Перепишите данные с самого начала до строки с "(0, 0), (640, 213)" включительно, поменяв "leafless tree" на "bare tree" и оставив всё остальное как есть. Картинки в ответ не включайте.

▶ **СПИСОК ДАННЫХ**:
------------------------------------------------------------
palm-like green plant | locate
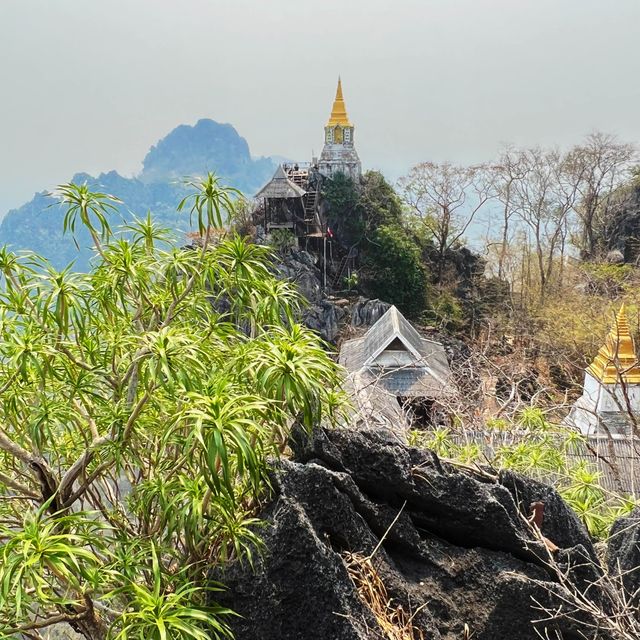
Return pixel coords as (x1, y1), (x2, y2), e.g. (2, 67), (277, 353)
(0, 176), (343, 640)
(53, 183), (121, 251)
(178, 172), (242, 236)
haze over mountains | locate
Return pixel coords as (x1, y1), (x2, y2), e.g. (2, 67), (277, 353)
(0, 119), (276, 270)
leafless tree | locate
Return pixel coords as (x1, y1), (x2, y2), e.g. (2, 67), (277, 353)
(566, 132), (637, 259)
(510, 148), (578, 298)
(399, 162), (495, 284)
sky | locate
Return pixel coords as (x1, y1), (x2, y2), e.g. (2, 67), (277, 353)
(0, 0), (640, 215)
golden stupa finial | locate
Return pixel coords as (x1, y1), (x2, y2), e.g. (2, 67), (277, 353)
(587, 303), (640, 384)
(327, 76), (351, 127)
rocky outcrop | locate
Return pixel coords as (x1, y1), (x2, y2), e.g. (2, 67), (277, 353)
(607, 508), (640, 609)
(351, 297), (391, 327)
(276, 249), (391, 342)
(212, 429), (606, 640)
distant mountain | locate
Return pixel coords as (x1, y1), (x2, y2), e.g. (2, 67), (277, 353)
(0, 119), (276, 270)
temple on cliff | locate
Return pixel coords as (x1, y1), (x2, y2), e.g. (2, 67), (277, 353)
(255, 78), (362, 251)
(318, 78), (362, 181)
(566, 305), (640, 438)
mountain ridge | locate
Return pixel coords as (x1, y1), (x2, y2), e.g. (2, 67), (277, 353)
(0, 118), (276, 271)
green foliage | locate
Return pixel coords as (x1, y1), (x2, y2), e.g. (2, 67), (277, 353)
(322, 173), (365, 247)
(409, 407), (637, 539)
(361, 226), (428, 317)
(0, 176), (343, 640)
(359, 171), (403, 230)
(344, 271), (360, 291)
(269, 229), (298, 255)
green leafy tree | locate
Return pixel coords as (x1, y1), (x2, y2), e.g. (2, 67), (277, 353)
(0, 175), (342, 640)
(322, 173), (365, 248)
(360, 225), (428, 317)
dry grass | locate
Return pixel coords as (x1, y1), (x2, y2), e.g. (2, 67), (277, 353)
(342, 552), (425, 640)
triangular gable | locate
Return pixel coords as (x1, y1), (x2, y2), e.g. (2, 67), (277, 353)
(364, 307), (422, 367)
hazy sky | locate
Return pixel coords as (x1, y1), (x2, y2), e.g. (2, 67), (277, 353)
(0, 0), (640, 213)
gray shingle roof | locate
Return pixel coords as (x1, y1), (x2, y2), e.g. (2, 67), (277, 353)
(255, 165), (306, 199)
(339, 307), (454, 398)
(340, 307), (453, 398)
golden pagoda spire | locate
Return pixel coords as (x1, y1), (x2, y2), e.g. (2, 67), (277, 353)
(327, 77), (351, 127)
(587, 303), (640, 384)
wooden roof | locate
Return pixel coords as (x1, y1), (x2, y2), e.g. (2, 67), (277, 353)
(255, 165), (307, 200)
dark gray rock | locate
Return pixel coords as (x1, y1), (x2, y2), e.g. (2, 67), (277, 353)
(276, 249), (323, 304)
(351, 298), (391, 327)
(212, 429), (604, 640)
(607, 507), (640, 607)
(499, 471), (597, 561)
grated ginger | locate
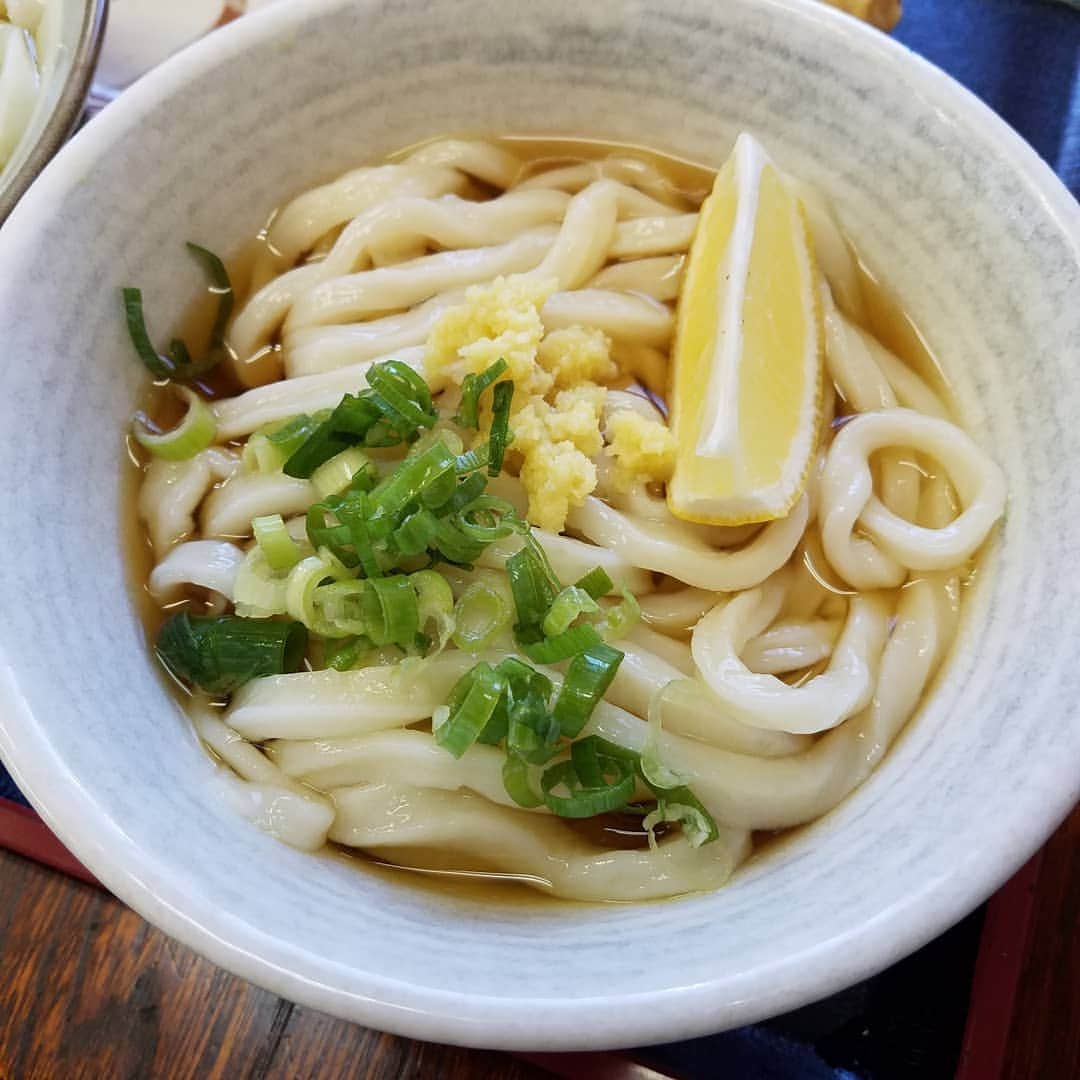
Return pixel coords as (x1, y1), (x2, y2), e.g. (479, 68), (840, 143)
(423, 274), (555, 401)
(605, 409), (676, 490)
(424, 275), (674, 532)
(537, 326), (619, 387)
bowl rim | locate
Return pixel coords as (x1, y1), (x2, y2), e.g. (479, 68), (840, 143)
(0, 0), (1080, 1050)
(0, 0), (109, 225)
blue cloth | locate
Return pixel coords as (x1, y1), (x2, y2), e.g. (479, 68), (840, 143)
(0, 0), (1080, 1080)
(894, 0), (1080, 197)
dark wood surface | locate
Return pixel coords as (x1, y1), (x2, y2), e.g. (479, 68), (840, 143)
------------------------------------------------------------
▶ **ПРАВИЛЬНЫЙ ОТВЕТ**:
palm-like green plant | locate
Return pixel coords as (x1, y1), (x2, y2), e.g. (2, 67), (277, 353)
(0, 176), (343, 640)
(53, 183), (121, 251)
(178, 172), (242, 236)
haze over mountains | locate
Return pixel coords as (x1, y1), (x2, y2), e.g. (2, 67), (277, 353)
(0, 119), (276, 270)
bare tree | locate
Return pixel coords as (x1, y1), (x2, y2), e.g. (2, 67), (277, 353)
(566, 132), (637, 259)
(510, 148), (578, 298)
(399, 162), (495, 284)
sky | locate
Return pixel coords as (x1, y1), (x2, y2), e.g. (2, 67), (277, 353)
(0, 0), (640, 215)
golden stupa finial | locate
Return pixel coords as (x1, y1), (x2, y2), e.g. (2, 67), (277, 353)
(587, 303), (640, 384)
(327, 76), (351, 127)
rocky outcrop | locate
Return pixel coords as (x1, y1), (x2, y2), e.g. (2, 67), (277, 353)
(607, 508), (640, 609)
(351, 297), (391, 327)
(276, 249), (391, 342)
(212, 429), (606, 640)
distant mountain | locate
Return pixel coords as (x1, y1), (x2, y2), e.g. (2, 67), (277, 353)
(0, 119), (276, 270)
temple on cliff | locate
Return pixel coords as (x1, y1), (x2, y2), e.g. (2, 67), (277, 353)
(255, 78), (362, 251)
(318, 78), (362, 181)
(566, 305), (640, 438)
mountain ridge | locate
Return pixel coords as (x1, y1), (x2, y2), e.g. (2, 67), (277, 353)
(0, 118), (276, 271)
green foliage | locate
Return pixel coords as (x1, y1), (x2, y2), e.g. (2, 67), (277, 353)
(322, 173), (365, 247)
(409, 407), (637, 539)
(361, 226), (428, 317)
(0, 176), (343, 640)
(359, 171), (403, 230)
(344, 271), (360, 291)
(269, 229), (298, 255)
green leafy tree | locate
Return pixel coords as (x1, y1), (x2, y2), e.g. (2, 67), (277, 353)
(0, 175), (342, 640)
(322, 173), (365, 248)
(360, 225), (428, 317)
dry grass | locate
Return pixel coords as (x1, y1), (x2, y2), e.g. (2, 67), (277, 353)
(342, 552), (425, 640)
triangular gable | locate
Return pixel coords as (x1, y1), (x2, y2), e.g. (2, 67), (277, 353)
(364, 307), (422, 367)
hazy sky | locate
Return pixel coords as (x1, y1), (x2, y2), e.g. (2, 67), (277, 353)
(0, 0), (640, 213)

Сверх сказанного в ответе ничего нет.